### Task set
a - In the text on skeletal muscle tissue engineering, what share of human body mass do skeletal muscles make up?
b - List the factors that the text on skeletal muscle tissue engineering says limit the outcome of current surgical interventions.

### Excerpted text
▬▬▬

Skeletal muscles make up about 45 percent of the mass of the human body ^[1]. These tissues generate contractile force to direct the dynamic movement of the body parts. In addition, they act as an external barrier to support internal organs while they also enable vital functions, such as chewing and maintaining homeostasis. Skeletal muscles have high regenerative capacity following small injuries, while severe muscle defects can overwhelm their innate regenerative ability and cause chronic functional deficits ^[2]. These injuries not only result in significant burdens on the patients, but also cost healthcare system and the governments billions of dollars annually ^{[2b, 3]}. The outcome of current surgical interventions is limited by inadequate innervation, muscle regeneration, and functional recovery ^[4]. Skeletal muscle tissue engineering (SMTE) and regenerative medicine are being explored as a powerful alternative solution to existing clinical strategies ^[5]. Traditional tissue engineering approaches such as cell delivery or implantation of scaffolds fabricated through molding, electrospinning etc. fail to recapitulate the complex structure of skeletal muscle in clinically relevant size scales. 3D bioprinting, however, enables maintaining a precise control over the deposition of cells and biomaterials ^[6]. SMTE through 3D bioprinting also offers advances in disease and drug modeling, food production, and biorobotics ^[6–7].

In the following sections, the physiology of skeletal muscles and common myopathies will first be discussed. Then, fundamentals of SMTE and traditional strategies will be highlighted. Following that, recent advances in bioprinting methods and incorporated bioinks for SMTE will be critically reviewed, the limitations will be listed, and potential developments to overcome those limitations will be discussed. Furthermore, recent developments in application of 3D bioprinting for in vivo muscle regeneration are highlighted. The application of 3D bioprinting for integration of vascular and neural systems, as well as interfaced tendon tissues, as indivisible components of musculoskeletal systems is discussed later. At the end, the potential directions that field should move for successful translation of research outputs to clinical application are provided.

▬▬▬

### Extracted material
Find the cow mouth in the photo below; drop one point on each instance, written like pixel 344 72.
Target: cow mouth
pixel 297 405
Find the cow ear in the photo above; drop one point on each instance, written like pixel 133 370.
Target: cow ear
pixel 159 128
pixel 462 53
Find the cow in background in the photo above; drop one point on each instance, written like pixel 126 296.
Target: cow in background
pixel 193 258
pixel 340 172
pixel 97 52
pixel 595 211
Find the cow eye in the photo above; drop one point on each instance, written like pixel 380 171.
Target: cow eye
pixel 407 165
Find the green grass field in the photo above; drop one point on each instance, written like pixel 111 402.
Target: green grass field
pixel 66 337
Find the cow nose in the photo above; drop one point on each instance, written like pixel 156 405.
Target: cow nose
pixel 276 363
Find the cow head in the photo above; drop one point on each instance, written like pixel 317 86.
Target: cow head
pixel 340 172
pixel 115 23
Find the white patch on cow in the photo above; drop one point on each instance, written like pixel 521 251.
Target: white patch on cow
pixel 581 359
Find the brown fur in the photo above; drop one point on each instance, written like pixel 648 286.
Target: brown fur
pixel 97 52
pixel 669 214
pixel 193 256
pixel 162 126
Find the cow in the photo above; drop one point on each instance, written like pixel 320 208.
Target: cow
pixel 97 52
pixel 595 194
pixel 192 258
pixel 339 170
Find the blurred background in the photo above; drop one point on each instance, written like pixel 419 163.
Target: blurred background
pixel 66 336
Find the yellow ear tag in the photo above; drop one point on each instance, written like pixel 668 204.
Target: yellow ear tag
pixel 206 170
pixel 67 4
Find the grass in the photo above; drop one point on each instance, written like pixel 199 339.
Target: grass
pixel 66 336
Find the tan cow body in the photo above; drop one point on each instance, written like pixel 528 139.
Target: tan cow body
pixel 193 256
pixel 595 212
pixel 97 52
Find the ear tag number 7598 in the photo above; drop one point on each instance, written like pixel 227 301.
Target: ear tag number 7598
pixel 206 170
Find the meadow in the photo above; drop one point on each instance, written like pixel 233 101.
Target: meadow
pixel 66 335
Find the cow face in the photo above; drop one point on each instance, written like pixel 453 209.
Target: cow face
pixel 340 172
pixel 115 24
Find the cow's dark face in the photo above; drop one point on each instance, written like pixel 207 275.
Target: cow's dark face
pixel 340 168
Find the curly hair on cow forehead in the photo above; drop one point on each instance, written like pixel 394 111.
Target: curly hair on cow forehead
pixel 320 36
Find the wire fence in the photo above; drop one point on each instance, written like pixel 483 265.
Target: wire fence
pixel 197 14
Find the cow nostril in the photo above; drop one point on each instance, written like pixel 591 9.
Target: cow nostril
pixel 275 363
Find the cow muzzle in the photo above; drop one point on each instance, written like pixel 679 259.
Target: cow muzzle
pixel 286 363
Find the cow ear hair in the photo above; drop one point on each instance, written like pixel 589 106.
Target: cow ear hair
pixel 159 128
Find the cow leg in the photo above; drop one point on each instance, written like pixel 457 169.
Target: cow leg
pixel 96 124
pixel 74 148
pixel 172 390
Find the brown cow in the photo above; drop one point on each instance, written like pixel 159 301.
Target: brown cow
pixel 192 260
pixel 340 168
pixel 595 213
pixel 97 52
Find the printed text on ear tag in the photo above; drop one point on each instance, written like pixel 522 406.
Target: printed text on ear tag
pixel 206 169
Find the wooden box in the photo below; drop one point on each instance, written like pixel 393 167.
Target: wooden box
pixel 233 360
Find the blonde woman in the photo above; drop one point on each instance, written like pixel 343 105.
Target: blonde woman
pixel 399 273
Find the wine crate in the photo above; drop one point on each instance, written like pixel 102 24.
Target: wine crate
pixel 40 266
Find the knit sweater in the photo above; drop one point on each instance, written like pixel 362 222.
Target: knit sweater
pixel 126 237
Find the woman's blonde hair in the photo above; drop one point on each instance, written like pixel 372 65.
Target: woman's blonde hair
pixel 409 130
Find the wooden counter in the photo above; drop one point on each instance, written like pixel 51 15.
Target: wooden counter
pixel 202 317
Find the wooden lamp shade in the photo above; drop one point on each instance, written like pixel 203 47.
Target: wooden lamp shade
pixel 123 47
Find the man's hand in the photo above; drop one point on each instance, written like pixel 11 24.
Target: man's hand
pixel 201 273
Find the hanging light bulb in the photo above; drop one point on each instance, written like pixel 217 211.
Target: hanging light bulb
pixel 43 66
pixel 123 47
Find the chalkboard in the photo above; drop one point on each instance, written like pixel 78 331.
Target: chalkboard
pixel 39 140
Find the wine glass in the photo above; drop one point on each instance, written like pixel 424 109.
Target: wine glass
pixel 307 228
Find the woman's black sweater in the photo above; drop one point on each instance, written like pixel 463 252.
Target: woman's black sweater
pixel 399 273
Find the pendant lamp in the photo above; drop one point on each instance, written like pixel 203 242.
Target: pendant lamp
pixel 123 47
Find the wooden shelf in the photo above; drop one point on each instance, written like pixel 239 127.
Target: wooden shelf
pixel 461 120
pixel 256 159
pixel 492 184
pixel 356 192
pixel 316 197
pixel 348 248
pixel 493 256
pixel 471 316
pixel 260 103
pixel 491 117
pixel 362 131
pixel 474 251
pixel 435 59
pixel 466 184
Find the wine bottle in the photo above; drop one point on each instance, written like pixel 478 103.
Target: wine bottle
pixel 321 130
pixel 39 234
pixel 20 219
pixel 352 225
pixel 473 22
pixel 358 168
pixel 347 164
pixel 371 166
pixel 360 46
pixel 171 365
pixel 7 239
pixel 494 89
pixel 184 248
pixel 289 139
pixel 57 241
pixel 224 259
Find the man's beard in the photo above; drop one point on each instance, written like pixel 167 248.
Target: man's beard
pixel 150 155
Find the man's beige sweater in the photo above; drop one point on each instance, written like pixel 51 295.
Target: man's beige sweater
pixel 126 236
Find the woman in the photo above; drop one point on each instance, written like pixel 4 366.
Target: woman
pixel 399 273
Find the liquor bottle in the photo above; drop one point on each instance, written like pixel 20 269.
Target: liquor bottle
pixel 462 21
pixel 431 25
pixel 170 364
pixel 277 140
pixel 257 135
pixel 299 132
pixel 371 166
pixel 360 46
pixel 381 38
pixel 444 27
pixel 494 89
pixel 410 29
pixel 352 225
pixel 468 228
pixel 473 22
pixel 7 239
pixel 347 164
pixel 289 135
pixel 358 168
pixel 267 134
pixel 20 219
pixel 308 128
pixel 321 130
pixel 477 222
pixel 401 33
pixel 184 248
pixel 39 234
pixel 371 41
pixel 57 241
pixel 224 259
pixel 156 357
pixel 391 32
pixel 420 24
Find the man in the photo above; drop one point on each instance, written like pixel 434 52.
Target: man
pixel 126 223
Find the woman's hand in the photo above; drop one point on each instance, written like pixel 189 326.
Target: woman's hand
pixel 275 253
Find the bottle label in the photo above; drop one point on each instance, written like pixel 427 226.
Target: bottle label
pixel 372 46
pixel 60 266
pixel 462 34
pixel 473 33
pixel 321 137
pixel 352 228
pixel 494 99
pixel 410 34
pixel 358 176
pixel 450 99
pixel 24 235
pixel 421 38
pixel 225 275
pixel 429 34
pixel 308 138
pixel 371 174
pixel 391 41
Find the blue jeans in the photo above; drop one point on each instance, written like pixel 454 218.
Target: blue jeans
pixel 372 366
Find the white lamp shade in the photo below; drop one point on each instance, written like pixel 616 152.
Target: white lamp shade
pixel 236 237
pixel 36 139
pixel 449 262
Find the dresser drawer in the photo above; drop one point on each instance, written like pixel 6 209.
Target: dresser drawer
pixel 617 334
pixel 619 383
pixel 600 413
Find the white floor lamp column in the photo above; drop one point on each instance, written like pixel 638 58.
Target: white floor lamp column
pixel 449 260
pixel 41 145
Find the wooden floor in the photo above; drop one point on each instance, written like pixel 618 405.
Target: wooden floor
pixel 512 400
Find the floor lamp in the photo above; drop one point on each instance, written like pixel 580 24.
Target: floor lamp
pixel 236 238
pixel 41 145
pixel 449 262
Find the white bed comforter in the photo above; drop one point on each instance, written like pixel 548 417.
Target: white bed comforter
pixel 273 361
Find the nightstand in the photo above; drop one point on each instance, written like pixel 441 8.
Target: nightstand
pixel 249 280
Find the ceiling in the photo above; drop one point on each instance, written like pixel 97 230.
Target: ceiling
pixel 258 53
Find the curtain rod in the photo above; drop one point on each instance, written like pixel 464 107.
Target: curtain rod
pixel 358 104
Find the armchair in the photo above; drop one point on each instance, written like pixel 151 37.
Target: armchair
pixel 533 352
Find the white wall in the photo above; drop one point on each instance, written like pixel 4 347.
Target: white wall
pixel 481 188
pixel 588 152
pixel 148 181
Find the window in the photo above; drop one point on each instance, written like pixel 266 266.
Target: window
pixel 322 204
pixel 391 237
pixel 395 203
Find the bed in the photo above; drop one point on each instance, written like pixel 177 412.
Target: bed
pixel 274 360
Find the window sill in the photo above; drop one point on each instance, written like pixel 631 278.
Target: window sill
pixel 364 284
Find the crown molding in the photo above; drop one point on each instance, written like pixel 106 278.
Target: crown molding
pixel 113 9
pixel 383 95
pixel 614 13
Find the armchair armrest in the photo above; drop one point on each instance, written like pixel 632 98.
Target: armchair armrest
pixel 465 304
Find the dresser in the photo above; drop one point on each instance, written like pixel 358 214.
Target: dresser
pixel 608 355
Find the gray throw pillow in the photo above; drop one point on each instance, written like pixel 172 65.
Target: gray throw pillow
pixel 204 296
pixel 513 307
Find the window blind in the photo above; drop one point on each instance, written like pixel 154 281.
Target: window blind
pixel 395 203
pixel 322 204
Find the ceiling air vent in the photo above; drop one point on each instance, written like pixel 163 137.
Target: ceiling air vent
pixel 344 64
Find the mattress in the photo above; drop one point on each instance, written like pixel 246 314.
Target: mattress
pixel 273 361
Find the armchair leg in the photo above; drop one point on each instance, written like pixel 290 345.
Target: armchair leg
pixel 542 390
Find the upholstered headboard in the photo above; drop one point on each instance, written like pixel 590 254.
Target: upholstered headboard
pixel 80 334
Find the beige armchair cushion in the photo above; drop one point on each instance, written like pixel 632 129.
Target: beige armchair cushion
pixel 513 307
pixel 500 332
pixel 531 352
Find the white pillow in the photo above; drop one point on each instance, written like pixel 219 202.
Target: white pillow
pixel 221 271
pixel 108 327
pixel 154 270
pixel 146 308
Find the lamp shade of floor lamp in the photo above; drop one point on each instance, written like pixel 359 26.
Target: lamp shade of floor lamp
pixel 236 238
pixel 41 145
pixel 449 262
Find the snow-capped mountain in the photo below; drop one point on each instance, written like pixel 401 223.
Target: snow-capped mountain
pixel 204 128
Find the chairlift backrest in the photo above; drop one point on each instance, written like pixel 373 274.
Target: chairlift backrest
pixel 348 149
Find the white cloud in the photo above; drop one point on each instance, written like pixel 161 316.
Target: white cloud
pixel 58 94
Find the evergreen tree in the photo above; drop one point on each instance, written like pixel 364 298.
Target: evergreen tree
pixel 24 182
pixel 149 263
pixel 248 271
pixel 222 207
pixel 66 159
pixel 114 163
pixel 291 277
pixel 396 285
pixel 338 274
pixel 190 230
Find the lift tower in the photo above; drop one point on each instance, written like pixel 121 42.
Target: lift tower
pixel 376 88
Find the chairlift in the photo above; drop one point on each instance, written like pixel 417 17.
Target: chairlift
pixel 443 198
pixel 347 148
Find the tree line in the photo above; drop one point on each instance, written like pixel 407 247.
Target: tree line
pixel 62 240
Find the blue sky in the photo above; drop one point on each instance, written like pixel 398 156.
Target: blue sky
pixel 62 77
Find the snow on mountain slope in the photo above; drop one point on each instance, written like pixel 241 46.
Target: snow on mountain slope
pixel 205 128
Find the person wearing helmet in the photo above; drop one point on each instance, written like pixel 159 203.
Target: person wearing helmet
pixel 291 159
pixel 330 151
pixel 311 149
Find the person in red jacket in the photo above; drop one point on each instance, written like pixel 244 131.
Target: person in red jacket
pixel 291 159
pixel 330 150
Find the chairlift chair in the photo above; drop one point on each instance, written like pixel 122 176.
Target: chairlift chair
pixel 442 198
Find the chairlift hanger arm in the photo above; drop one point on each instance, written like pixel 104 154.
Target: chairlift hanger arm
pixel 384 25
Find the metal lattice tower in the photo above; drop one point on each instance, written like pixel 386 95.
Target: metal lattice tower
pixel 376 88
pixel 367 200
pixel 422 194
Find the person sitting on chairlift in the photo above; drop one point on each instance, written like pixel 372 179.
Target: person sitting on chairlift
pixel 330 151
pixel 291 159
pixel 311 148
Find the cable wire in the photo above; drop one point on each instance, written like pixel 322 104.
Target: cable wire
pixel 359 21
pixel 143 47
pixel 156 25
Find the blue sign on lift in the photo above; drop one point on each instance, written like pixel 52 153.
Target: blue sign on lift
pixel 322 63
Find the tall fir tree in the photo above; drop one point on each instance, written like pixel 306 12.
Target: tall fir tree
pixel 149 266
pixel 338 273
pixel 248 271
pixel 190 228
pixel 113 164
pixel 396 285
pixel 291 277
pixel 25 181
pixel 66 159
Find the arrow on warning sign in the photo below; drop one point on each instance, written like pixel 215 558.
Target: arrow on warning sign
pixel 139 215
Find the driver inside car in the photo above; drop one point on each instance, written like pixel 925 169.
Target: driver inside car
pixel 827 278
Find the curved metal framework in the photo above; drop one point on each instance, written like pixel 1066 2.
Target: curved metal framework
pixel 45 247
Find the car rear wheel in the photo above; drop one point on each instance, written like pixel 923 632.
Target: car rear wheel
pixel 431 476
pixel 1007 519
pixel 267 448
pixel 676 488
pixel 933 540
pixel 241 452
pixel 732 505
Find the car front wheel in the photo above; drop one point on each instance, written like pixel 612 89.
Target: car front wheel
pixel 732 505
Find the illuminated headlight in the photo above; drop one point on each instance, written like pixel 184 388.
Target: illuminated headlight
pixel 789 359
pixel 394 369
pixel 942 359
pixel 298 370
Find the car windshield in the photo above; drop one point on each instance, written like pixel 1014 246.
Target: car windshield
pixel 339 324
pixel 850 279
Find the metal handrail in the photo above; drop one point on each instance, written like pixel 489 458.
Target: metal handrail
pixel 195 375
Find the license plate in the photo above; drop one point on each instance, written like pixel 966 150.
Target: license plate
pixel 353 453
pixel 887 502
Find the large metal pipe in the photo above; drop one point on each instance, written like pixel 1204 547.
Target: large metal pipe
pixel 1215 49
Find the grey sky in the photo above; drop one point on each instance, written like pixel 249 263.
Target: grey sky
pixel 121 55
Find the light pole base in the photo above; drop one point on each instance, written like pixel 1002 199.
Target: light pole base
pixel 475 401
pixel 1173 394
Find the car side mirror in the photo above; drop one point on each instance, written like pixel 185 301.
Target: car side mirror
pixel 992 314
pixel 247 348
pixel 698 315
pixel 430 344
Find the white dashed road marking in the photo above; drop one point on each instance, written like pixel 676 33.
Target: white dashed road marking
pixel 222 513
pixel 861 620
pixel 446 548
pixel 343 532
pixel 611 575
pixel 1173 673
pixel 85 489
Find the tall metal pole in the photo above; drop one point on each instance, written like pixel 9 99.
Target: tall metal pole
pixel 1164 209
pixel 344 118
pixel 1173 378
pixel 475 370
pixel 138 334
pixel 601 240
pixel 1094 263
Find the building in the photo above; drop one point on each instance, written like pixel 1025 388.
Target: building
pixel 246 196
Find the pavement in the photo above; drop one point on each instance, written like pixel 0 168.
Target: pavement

▬▬▬

### Responses
a - About 45 percent

b -
- Inadequate innervation
- Inadequate muscle regeneration
- Inadequate functional recovery